- DOCUMENT EXCERPT -

☆ ☆ ☆

Reisz was born in Ostrava, Czechoslovakia of Jewish extraction.[2] His father was a lawyer. He was a refugee, one of the 669 rescued by Sir Nicholas Winton.[3][4]

He came to England in 1938, speaking almost no English, but eradicated his foreign accent as quickly as possible.[5] After attending Leighton Park School, he joined the Royal Air Force toward the end of the war; his parents died at Auschwitz.[6][7] Following his war service, he read Natural Sciences at Emmanuel College, Cambridge, and began to write for film journals, including Sight and Sound. He co-founded Sequence with Lindsay Anderson and Gavin Lambert in 1947.

Career[edit]

Free Cinema[edit]

Reisz was a founder member of the Free Cinema documentary film movement. His standard textbook The Technique of Film Editing was first published in 1953.

His first short film Momma Don't Allow (1955), co-written and co-directed with Tony Richardson, was included in the first Free Cinema program shown at the National Film Theatre in February 1956.[8]

He produced Every Day Except Christmas (1957) directed by Lindsay Anderson and Band Wagon (1958).

Reisz and Anderson produced and directed March to Aldermaston (1959), then Reisz alone directed We Are the Lambeth Boys (1959), a naturalistic depiction of the members of a South London boys' club, unusual in showing the leisure life of working-class teenagers as it was, with skiffle music and cigarettes, cricket, drawing and discussion groups.[9] The film represented Britain at the Venice Film Festival. (The BBC made two follow-up films about the same people and youth club, broadcast in 1985.) He produced I Want to Go to School (1959) directed by John Krish.

☆ ☆ ☆

- DATA ENTRIES -
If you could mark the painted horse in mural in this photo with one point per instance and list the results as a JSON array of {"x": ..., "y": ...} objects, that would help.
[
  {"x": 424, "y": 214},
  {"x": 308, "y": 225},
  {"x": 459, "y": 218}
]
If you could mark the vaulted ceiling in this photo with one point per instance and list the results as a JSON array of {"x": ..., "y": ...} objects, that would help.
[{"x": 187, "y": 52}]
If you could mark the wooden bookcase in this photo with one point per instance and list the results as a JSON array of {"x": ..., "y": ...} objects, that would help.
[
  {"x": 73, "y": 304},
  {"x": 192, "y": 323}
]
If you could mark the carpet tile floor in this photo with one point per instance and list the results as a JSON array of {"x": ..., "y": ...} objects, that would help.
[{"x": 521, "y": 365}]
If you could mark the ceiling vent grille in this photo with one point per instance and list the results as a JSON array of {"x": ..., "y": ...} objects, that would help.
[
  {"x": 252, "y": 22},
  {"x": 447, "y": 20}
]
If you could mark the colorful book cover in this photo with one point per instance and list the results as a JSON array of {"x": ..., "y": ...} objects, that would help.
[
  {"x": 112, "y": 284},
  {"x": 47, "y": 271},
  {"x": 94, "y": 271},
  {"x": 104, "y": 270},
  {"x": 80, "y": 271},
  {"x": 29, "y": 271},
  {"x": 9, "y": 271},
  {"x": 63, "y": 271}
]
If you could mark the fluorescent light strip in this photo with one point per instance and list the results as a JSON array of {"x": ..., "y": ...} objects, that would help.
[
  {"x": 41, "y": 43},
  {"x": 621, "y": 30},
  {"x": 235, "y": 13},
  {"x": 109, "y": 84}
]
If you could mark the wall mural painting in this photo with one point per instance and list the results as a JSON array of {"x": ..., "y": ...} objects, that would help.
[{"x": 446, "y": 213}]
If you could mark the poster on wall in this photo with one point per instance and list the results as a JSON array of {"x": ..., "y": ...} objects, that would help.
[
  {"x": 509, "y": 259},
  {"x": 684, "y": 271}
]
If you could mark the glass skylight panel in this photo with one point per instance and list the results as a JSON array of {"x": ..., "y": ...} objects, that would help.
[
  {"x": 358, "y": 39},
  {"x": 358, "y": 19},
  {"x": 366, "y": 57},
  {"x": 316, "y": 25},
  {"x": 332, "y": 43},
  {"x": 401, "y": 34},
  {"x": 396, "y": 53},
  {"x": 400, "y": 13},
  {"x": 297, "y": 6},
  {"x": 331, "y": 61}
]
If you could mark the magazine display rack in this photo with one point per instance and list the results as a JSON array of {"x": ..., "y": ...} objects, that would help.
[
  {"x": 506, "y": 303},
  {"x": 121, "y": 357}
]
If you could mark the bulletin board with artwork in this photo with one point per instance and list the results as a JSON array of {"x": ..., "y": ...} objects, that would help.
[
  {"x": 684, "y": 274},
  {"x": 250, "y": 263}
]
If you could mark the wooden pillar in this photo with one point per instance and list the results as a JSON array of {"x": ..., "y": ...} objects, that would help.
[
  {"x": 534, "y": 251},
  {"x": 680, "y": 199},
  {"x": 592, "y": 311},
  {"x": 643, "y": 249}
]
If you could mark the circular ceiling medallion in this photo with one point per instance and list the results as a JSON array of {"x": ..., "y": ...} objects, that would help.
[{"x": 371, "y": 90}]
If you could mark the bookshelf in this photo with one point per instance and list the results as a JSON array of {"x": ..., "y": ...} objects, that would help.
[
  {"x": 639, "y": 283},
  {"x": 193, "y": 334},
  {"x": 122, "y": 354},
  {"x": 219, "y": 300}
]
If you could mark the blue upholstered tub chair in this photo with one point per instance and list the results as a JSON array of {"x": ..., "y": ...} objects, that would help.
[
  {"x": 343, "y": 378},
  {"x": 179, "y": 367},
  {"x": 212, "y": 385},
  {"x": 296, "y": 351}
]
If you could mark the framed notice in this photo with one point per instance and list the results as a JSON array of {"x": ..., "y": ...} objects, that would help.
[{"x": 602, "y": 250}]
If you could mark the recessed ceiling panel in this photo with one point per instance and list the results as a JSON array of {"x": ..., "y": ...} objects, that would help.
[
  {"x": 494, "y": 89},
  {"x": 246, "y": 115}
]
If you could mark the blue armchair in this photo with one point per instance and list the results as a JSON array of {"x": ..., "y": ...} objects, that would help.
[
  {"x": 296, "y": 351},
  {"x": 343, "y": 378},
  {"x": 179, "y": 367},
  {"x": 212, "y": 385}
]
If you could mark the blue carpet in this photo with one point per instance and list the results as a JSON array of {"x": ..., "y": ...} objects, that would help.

☆ ☆ ☆

- SET PROBLEM 1 -
Pull out every line of the rows that contains the string "blue". Case counts.
- SET PROBLEM 2 -
Carry on the passage about Reisz's early life and film career from the point where it stops.

- OUTPUT 1 -
If you could mark the blue upholstered tub chair in this photo with one point per instance and list the results as a JSON array of {"x": ..., "y": ...} objects, that would help.
If you could mark the blue armchair in this photo with one point per instance and list the results as a JSON array of {"x": ..., "y": ...} objects, that would help.
If you could mark the blue carpet in this photo with one point per instance and list the results as a JSON array of {"x": ..., "y": ...} objects, that would help.

- OUTPUT 2 -
Early features[edit]

His first feature film Saturday Night and Sunday Morning (1960) was based on the social-realism novel by Alan Sillitoe, and used many of the same techniques as his earlier documentaries. In particular, scenes filmed at the Raleigh factory in Nottingham have the look of a documentary, and give the story a vivid sense of verisimilitude.[10] The film won the Grand Award for Best Feature Film at the 1961 Mar del Plata International Film Festival.[11] It was successful at the box office and made a film star of Albert Finney.

Reisz directed a TV series Adventure Story (1961). He produced Anderson's feature directorial debut This Sporting Life (1963), then he and Finney reunited on Night Must Fall (1964).

Reisz directed Morgan – A Suitable Case for Treatment (1966) adapted by David Mercer from his 1962 television play.

His fourth feature as director was Isadora (1968), a biography of dancer Isadora Duncan, with a screenplay by Melvyn Bragg that starred Vanessa Redgrave.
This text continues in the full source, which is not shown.